[Seitenauszug]

Der Kläger verlangt von der Beklagten Schadensersatz für vergebliche Aufwendungen mit der Behauptung, die von der Klägerin "zugesicherte" Bebauung sei nicht möglich. Das Landgericht hat in einem Grund- und Teilurteil den Zahlungsantrag dem Grunde nach für gerechtfertigt erklärt und dem Antrag auf Feststellung zum Ersatz künftiger Schäden wegen der Nichtbebaubarkeit des ufernahen Flurstücks stattgegeben. Die Berufung der Beklagten ist ohne Erfolg geblieben.
II.
Das angefochtene Urteil ist wegen eines den Anspruch der Beklagten auf rechtliches Gehör (Art. 103 Abs. 1 GG) verletzenden Verfahrensfehlers des Berufungsgerichts aufzuheben.

[/Seitenauszug]
[Angezeigte Einträge]

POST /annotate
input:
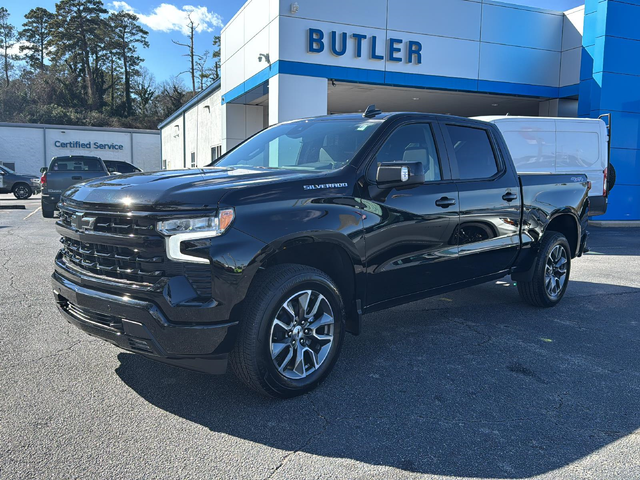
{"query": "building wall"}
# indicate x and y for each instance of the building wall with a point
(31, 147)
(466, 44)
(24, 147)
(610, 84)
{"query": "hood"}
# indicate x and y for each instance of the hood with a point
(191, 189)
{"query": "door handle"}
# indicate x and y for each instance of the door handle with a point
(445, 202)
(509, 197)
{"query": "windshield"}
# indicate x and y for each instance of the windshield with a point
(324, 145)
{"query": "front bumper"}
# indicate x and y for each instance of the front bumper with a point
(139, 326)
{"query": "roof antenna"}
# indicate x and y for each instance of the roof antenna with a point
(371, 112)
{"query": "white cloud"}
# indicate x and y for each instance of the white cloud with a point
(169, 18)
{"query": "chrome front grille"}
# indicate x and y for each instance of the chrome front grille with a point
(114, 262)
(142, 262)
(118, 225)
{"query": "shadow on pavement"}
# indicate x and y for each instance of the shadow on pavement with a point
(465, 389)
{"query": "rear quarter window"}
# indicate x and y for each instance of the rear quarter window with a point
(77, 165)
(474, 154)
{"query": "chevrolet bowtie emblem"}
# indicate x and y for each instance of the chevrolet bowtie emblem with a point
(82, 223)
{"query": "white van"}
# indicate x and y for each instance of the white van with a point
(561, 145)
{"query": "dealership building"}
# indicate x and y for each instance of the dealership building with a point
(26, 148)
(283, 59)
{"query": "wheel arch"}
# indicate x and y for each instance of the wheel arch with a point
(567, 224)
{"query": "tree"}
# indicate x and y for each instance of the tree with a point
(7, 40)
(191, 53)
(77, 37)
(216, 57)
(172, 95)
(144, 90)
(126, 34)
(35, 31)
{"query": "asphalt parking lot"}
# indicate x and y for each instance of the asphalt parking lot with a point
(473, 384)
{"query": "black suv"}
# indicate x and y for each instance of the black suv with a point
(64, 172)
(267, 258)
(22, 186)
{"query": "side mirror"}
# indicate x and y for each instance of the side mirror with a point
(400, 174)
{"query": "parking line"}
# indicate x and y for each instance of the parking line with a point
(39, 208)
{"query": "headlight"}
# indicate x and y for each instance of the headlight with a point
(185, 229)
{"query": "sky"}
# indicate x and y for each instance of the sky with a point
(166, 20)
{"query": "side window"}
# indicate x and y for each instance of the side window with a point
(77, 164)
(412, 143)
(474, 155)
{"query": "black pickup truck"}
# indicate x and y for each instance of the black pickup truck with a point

[/Angezeigte Einträge]
[Angezeigte Einträge]

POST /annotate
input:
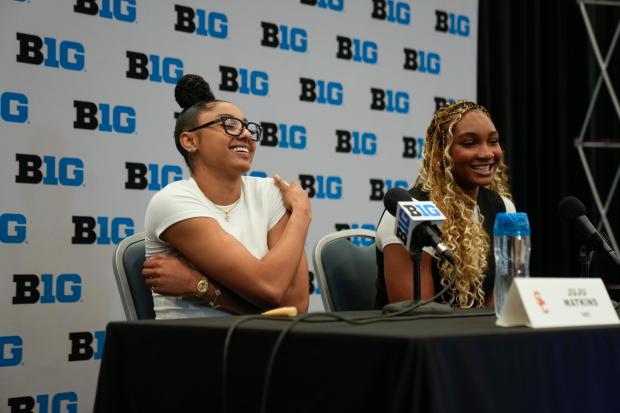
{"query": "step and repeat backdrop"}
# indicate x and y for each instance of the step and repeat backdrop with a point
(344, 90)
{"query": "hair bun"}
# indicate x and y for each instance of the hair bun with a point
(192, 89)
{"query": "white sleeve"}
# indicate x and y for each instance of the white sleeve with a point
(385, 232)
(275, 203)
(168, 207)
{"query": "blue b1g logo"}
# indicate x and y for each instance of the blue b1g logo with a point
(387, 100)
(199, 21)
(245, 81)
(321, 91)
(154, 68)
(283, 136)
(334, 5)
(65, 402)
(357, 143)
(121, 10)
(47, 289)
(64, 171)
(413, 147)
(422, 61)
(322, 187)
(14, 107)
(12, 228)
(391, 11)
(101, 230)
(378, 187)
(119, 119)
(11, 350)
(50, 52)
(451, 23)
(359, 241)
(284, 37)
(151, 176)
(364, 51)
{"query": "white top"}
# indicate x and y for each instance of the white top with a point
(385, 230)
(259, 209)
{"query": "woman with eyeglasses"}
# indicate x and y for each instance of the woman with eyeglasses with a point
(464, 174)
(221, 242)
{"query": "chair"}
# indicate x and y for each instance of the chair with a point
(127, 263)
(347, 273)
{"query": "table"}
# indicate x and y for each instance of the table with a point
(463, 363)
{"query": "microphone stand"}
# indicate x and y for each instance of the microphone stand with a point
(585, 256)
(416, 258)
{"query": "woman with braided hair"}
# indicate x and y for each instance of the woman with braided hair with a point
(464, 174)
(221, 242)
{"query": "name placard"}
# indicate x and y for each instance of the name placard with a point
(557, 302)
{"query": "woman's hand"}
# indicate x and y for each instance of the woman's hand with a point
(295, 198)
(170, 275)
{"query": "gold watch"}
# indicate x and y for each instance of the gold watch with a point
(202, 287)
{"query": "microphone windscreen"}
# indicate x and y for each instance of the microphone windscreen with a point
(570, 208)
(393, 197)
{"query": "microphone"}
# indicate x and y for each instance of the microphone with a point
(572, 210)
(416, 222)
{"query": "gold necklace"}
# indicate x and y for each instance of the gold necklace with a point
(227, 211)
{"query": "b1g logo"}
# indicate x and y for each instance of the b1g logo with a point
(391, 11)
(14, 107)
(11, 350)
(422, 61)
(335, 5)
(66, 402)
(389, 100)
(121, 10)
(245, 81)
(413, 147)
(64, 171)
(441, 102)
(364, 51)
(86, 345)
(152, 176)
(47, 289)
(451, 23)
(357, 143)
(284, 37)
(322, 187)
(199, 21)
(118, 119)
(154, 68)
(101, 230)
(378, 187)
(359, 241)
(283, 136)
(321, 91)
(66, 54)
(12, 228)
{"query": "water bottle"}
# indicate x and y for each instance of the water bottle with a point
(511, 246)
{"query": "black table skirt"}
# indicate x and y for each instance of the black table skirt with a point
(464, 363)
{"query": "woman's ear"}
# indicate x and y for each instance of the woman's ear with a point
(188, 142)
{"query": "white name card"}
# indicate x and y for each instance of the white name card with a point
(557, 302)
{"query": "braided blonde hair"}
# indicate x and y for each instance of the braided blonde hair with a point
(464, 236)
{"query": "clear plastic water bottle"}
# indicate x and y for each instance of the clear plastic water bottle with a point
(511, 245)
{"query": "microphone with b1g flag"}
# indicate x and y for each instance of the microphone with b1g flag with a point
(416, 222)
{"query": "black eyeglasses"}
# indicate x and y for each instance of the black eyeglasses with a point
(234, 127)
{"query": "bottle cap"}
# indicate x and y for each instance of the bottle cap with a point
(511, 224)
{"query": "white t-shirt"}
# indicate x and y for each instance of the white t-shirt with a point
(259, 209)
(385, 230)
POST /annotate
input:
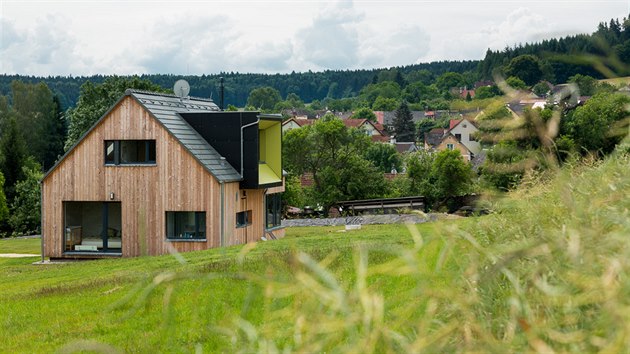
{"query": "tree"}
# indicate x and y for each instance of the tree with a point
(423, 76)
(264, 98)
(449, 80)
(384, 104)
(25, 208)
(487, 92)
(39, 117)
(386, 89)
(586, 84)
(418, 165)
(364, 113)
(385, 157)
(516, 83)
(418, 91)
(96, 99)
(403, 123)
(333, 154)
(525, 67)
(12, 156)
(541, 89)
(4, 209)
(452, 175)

[/Angezeigte Einträge]

- **Aufgaben**
1. Drucken Sie aus dem Seitenauszug den Abschnitt von „Das angefochtene Urteil“ bis „des Berufungsgerichts aufzuheben.“ wortgetreu ab.
2. Welche Art von Urteil hat das Landgericht laut Seitenauszug erlassen?
Die Einträge haben mit dem Seitenauszug nichts zu tun.

- **Lösungen**
1.
Das angefochtene Urteil ist wegen eines den Anspruch der Beklagten auf rechtliches Gehör (Art. 103 Abs. 1 GG) verletzenden Verfahrensfehlers des Berufungsgerichts aufzuheben.

2. Ein Grund- und Teilurteil.